** WHAT IS EXPECTED **
Starting at the line containing "For every instance of the white banner, mark" and ending at the last line of the entries, output those lines as a numbered list, with blank lines left out.

** GIVEN DATA **
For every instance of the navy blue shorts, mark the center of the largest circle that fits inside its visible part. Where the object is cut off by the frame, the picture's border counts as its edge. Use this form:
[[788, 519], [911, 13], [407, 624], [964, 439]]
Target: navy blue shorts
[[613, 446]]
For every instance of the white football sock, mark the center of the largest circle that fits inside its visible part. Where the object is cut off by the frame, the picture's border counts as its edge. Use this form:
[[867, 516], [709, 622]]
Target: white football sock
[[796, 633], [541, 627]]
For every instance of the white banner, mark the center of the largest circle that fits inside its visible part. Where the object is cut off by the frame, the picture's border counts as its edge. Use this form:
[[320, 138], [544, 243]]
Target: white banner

** EXERCISE OUTPUT **
1. For every instance of the white banner, mark the center of the largest circle that fits inside its visible part. Where the object is cut off by the frame, the picture's border counts as its edge. Use this form:
2. [[320, 138], [544, 243]]
3. Target: white banner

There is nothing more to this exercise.